Elastic Cloud Incident Report: February 4, 2019 | Elastic Blog
Engineering

Elastic Cloud Incident Report: February 4, 2019

On Monday, February 4, 2019, at roughly 02:50 UTC, Elastic Cloud customers with deployments in the AWS us-east-1 region experienced degraded access to their clusters.

After any incident, we perform a detailed post mortem to understand what went wrong, find the root causes, and discover what we can do to ensure that it doesn’t happen again.

We’d like to share the root cause analysis we performed, the actions we’ve taken, and those we intend to take in the future to prevent incidents like this from happening again.

If you have additional concerns or questions, don’t hesitate to reach out to us through support@elastic.co.

Sincerely,

The Elastic Cloud team

Background

At a high level, the Elastic Cloud backend in each supported region consists of three main layers:

  • Allocator layer: Hosts for Elasticsearch and Kibana instances.
  • Coordination layer: This layer holds the system state, connected allocators, and maintains the actual location of each cluster's nodes and Kibana instances. This is implemented by a three-node Apache ZooKeeper ensemble.

» Written task A: In the incident report, what implements the coordination layer?
» Written task B: Summarize the incident report in two sentences.

» Raw data:
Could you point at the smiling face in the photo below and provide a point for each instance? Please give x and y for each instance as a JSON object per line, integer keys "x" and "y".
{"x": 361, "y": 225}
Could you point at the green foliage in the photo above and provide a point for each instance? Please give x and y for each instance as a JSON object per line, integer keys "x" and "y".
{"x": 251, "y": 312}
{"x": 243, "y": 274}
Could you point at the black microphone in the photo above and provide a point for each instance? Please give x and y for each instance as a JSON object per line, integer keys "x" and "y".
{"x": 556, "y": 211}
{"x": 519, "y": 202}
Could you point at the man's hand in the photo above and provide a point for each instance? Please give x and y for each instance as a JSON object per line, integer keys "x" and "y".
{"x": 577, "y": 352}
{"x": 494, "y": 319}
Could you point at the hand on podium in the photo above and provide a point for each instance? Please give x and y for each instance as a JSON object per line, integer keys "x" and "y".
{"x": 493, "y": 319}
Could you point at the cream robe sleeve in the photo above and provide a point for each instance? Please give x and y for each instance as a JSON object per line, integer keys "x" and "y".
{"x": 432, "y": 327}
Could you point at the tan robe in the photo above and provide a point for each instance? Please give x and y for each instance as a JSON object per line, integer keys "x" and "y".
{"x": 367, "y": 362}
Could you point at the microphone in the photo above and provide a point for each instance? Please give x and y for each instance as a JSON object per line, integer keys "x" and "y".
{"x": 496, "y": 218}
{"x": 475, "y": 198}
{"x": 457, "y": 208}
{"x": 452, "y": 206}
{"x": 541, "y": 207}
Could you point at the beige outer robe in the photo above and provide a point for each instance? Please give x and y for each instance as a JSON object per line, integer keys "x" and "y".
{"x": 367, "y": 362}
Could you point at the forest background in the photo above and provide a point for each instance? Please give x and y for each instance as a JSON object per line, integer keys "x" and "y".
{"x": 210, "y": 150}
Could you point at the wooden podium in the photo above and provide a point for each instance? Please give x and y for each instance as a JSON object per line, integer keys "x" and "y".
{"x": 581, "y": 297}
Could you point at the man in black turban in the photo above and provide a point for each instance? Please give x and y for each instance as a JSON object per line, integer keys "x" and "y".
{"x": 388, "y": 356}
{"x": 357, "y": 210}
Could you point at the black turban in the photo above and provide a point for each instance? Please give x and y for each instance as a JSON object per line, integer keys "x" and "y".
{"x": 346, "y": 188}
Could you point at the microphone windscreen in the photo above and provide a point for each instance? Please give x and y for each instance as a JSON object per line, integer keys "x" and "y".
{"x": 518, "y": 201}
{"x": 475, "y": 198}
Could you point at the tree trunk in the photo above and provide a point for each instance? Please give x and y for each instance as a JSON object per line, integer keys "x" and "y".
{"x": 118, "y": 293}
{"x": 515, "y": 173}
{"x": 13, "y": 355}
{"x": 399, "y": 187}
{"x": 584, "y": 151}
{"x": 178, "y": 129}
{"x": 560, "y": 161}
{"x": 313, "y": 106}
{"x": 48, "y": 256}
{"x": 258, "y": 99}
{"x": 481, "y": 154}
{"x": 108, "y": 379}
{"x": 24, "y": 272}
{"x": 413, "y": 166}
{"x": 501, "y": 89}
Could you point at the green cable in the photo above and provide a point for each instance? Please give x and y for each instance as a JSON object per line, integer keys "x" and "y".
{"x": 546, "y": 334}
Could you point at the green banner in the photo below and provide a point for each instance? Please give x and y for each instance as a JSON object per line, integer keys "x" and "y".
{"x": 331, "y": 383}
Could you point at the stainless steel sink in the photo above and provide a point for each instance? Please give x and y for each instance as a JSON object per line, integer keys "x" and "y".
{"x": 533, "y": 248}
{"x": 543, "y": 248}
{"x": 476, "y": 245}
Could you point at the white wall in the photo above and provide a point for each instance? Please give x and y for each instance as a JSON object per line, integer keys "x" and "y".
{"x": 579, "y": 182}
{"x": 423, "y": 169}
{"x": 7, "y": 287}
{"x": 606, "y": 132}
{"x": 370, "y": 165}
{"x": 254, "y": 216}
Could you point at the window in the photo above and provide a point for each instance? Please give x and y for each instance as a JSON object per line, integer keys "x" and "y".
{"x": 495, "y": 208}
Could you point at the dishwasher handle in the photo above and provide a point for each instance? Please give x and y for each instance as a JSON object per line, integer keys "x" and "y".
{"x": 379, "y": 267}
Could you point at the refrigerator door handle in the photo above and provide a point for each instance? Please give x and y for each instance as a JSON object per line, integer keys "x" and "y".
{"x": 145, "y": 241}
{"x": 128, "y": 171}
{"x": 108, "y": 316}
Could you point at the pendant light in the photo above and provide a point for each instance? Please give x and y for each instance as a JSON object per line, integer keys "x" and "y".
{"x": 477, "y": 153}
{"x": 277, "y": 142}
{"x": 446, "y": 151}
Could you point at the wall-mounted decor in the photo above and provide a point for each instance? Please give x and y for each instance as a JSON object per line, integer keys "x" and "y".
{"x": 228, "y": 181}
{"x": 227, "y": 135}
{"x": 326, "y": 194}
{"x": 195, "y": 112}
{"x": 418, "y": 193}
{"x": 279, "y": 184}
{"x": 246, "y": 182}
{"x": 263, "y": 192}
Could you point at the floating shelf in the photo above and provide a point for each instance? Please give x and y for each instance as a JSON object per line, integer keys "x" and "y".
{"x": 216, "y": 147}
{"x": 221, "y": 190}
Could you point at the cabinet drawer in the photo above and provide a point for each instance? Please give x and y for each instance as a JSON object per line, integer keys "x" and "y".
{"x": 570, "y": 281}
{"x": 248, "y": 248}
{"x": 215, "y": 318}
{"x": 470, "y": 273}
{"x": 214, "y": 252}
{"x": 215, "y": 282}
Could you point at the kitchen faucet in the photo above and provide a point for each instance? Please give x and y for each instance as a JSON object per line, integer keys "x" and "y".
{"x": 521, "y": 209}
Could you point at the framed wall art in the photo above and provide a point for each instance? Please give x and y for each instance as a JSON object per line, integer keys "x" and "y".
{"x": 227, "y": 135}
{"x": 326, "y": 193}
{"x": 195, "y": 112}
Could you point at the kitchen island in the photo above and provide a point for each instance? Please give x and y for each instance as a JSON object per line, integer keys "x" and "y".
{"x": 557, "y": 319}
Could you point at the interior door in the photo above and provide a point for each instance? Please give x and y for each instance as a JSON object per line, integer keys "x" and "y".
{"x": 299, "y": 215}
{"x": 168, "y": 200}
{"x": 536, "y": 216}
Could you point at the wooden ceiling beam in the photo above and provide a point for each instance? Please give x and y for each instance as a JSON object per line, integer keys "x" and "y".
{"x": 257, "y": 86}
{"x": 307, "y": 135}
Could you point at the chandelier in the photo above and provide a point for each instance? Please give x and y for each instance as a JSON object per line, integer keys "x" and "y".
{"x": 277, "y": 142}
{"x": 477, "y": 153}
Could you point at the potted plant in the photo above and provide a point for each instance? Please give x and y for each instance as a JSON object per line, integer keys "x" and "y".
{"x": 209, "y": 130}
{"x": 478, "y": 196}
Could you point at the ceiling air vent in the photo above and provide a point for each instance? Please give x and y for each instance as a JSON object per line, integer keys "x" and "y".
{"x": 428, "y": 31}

» Full response A: A three-node Apache ZooKeeper ensemble.

» Full response B: On February 4, 2019, at roughly 02:50 UTC, Elastic Cloud customers with deployments in the AWS us-east-1 region had degraded access to their clusters, and the Elastic Cloud team shares its root cause analysis and the actions taken and planned to prevent a repeat. The report explains that the backend in each region has three main layers, including an allocator layer that hosts Elasticsearch and Kibana instances and a coordination layer that holds the system state and is implemented by a three-node Apache ZooKeeper ensemble.